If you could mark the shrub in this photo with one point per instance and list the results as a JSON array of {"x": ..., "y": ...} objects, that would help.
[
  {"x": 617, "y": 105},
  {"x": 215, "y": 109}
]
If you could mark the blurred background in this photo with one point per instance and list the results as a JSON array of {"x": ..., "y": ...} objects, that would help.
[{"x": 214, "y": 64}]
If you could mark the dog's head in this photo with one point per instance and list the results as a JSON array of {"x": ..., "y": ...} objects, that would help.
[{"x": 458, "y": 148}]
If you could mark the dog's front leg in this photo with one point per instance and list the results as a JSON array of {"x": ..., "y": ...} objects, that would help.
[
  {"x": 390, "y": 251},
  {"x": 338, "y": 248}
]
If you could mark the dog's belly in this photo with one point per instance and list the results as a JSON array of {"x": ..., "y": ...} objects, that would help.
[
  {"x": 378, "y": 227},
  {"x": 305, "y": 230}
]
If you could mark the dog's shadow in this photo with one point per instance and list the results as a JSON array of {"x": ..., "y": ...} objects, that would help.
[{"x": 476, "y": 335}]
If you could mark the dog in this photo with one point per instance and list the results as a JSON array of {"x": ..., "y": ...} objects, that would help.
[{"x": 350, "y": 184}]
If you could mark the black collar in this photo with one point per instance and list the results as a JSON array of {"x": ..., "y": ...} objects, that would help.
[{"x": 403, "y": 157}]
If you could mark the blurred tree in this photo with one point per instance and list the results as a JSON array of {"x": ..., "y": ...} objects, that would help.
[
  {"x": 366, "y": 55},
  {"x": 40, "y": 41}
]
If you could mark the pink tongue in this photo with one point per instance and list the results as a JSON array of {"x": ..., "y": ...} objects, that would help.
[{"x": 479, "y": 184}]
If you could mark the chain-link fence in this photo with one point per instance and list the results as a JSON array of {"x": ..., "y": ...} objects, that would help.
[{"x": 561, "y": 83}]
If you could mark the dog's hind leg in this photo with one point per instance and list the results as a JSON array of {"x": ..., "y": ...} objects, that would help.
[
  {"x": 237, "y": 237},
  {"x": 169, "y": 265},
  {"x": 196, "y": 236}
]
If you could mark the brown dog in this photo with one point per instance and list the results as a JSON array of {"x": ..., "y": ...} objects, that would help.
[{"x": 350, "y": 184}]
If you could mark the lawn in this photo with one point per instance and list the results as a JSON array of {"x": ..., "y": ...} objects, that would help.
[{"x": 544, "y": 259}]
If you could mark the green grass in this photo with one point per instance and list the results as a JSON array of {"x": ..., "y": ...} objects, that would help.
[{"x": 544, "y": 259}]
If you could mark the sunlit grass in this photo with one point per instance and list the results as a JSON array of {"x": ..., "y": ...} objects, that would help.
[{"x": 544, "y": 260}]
· · · · · · ·
Change every "that would help" in the material above to "that would be useful" and repeat all the lines with nothing else altered.

Complete response:
If you could mark the shrub in this photo with one point per instance and list the results as a JSON array of {"x": ..., "y": ...} objects, that would be useful.
[
  {"x": 617, "y": 105},
  {"x": 215, "y": 109}
]
If you could mark the blurred background in this photo with one point per instance and list the results as a JSON array of {"x": ..., "y": ...} objects, that would be useful.
[{"x": 214, "y": 64}]
If you could mark the dog's head in this photo with one point per instance and list the results as a JSON array of {"x": ..., "y": ...} objects, that would be useful.
[{"x": 458, "y": 148}]
If you could mark the dog's front leg in this photo with one point per instance and list the results as a JSON array of {"x": ..., "y": ...} objects, that would be useful.
[
  {"x": 390, "y": 251},
  {"x": 338, "y": 248}
]
If you could mark the dog's belly in this photo with one point per instance and list the results as a JSON array of {"x": ..., "y": ...} objects, that would be useful.
[
  {"x": 378, "y": 227},
  {"x": 305, "y": 230}
]
If you could mark the dog's shadow in this photo with one point per instance and list the results as a JSON array of {"x": ..., "y": ...} objects, that would be useful.
[{"x": 476, "y": 335}]
If you could mark the dog in this photo with one point per instance and list the results as a JSON array of {"x": ..., "y": ...} objects, that would be useful.
[{"x": 350, "y": 184}]
If you could mark the black collar in this photo with one point per instance and list the results as a JSON array of {"x": ..., "y": ...} objects, that would be useful.
[{"x": 403, "y": 157}]
If you could mark the blurred tree in this photo with one point per instance and list the results as a JSON array of {"x": ..., "y": ...} objects, that would be useful.
[
  {"x": 366, "y": 55},
  {"x": 40, "y": 41}
]
If you could mark the pink tongue in this photo with one point per instance and list the results as a JSON array of {"x": ..., "y": ...} objects, that would be useful.
[{"x": 479, "y": 184}]
If you could mark the chain-link fence in this photo with one point per instance and list the results as a JSON array of {"x": ..., "y": ...} objects, that would be useful.
[{"x": 561, "y": 83}]
If you could mark the dog's hind leg in this photo with one point per instance and list the results as a JSON array of {"x": ..., "y": ...} objects, that would be useful.
[
  {"x": 237, "y": 237},
  {"x": 169, "y": 265},
  {"x": 196, "y": 236}
]
If you could mark the brown dog in this photo with one point per instance and list the results as a JSON array of {"x": ..., "y": ...} objects, that would be useful.
[{"x": 350, "y": 184}]
If you could mark the lawn in this photo with one point per instance and list the results as a JSON array of {"x": ..., "y": ...} objects, that would be useful.
[{"x": 544, "y": 259}]
If you could mark the green grass in this photo with one point per instance and list the results as a JSON array of {"x": ..., "y": ...} objects, that would be useful.
[{"x": 544, "y": 259}]
If you could mark the sunlit grass in this photo with one point per instance and list the results as a JSON array of {"x": ..., "y": ...} objects, that would be useful.
[{"x": 544, "y": 260}]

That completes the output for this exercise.